■ **EXERCISE REQUIREMENTS**: Output every line of the records below as a Markdown table with two columns, Index (the row number) and Text (the line). Omit blank lines.

○ ○ ○

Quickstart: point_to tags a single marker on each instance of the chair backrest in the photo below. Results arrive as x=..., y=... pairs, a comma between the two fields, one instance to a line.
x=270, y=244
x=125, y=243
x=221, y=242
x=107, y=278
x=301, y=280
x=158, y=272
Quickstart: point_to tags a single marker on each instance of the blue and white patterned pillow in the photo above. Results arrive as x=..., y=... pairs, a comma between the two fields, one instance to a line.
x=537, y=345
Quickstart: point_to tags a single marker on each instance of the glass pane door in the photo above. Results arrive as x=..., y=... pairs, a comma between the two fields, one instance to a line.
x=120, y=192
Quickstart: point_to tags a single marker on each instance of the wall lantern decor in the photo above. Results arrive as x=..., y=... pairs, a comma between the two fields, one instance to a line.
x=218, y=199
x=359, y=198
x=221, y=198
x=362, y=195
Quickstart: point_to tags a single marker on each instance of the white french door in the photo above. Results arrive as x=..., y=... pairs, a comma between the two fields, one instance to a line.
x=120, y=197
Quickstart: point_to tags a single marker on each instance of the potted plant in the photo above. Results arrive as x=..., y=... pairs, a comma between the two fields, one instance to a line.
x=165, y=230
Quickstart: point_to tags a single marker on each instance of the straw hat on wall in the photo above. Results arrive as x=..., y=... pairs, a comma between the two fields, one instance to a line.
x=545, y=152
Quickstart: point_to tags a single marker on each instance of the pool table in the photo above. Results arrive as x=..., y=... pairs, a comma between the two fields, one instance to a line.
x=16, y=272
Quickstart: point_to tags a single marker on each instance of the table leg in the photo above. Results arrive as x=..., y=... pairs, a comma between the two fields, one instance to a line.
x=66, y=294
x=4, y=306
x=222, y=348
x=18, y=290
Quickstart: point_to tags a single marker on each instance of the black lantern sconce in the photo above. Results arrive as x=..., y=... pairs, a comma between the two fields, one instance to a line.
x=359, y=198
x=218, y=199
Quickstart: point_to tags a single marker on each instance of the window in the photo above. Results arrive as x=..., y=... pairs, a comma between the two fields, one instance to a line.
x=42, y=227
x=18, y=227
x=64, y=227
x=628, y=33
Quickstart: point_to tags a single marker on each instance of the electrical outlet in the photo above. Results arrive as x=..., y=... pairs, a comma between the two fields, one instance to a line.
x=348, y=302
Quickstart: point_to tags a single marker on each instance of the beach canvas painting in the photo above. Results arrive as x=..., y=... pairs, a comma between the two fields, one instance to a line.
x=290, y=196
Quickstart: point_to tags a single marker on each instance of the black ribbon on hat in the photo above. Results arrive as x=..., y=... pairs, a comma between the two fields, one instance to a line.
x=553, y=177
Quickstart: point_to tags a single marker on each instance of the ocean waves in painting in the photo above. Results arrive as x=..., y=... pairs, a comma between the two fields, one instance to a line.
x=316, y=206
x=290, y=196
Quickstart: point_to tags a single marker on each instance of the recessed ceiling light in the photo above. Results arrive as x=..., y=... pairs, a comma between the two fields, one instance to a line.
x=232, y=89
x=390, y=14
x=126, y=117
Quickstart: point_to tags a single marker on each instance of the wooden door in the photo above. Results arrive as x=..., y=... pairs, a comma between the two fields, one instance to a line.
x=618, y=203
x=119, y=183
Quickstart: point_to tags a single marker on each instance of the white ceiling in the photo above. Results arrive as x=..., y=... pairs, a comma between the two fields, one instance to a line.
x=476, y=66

○ ○ ○

■ **FULL ANSWER**:
| Index | Text |
|---|---|
| 1 | Quickstart: point_to tags a single marker on each instance of the chair backrest in the photo below. Results arrive as x=..., y=... pairs, a comma between the two fields, one instance to a line. |
| 2 | x=270, y=244 |
| 3 | x=125, y=243 |
| 4 | x=221, y=242 |
| 5 | x=107, y=278 |
| 6 | x=301, y=280 |
| 7 | x=158, y=272 |
| 8 | Quickstart: point_to tags a single marker on each instance of the blue and white patterned pillow in the photo above. Results arrive as x=..., y=... pairs, a comma between the two fields, one instance to a line. |
| 9 | x=537, y=345 |
| 10 | Quickstart: point_to tags a single marker on each instance of the glass pane door in the photo above. Results arrive as x=..., y=... pairs, a comma between the two fields, one instance to a line. |
| 11 | x=120, y=192 |
| 12 | Quickstart: point_to tags a single marker on each instance of the wall lantern decor in the photo above. Results arrive as x=..., y=... pairs, a comma between the two fields, one instance to a line. |
| 13 | x=218, y=199 |
| 14 | x=359, y=198 |
| 15 | x=221, y=198 |
| 16 | x=362, y=195 |
| 17 | Quickstart: point_to tags a single marker on each instance of the white french door in the photo above. Results arrive as x=..., y=... pairs, a comma between the two fields, one instance to a line. |
| 18 | x=120, y=197 |
| 19 | Quickstart: point_to tags a single marker on each instance of the potted plant in the photo above. Results arrive as x=..., y=... pairs, a comma between the two fields, one instance to a line. |
| 20 | x=165, y=230 |
| 21 | Quickstart: point_to tags a single marker on each instance of the straw hat on wall in the photo above. Results arrive as x=..., y=... pairs, a comma between the two fields, one instance to a line. |
| 22 | x=545, y=152 |
| 23 | Quickstart: point_to tags a single marker on each instance of the pool table in the photo above. Results arrive as x=..., y=... pairs, a comma between the two fields, one instance to a line. |
| 24 | x=16, y=272 |
| 25 | Quickstart: point_to tags a single marker on each instance of the table leg in the photo above. Results arrive as x=..., y=... pairs, a comma between the two fields, one instance to a line. |
| 26 | x=66, y=294 |
| 27 | x=4, y=306 |
| 28 | x=222, y=348 |
| 29 | x=18, y=290 |
| 30 | Quickstart: point_to tags a single marker on each instance of the black lantern sconce in the photo above. Results arrive as x=..., y=... pairs, a comma between the two fields, one instance to a line. |
| 31 | x=359, y=198 |
| 32 | x=218, y=199 |
| 33 | Quickstart: point_to tags a single marker on each instance of the window in the photo above. Results arrive as x=..., y=... pairs, a comma between the two fields, one instance to a line. |
| 34 | x=42, y=227 |
| 35 | x=18, y=227 |
| 36 | x=64, y=227 |
| 37 | x=628, y=33 |
| 38 | Quickstart: point_to tags a single marker on each instance of the electrical outlet in the photo above. Results arrive as x=..., y=... pairs, a comma between the two fields, one instance to a line. |
| 39 | x=348, y=302 |
| 40 | Quickstart: point_to tags a single marker on each instance of the beach canvas painting in the photo above. Results arrive as x=..., y=... pairs, a comma between the two fields, one instance to a line. |
| 41 | x=290, y=196 |
| 42 | Quickstart: point_to tags a single marker on each instance of the black ribbon on hat in the photo above. Results arrive as x=..., y=... pairs, a comma between the two fields, one instance to a line. |
| 43 | x=553, y=177 |
| 44 | Quickstart: point_to tags a single marker on each instance of the ocean waves in painting in the photo above. Results arrive as x=..., y=... pairs, a comma between the two fields, one instance to a line. |
| 45 | x=316, y=206 |
| 46 | x=290, y=196 |
| 47 | Quickstart: point_to tags a single marker on each instance of the recessed ceiling light in the photo above. Results arrive as x=..., y=... pairs, a comma between the two fields, one instance to a line. |
| 48 | x=232, y=89 |
| 49 | x=390, y=14 |
| 50 | x=126, y=117 |
| 51 | Quickstart: point_to tags a single marker on each instance of the wooden door in the photo above. Results arrive as x=..., y=... pairs, a comma between the two fields, one instance to a line. |
| 52 | x=618, y=203 |
| 53 | x=119, y=183 |
| 54 | Quickstart: point_to tags a single marker on each instance of the white ceiling in the photo above. Results arrive as x=..., y=... pairs, a comma between the two fields, one instance to a line. |
| 55 | x=476, y=66 |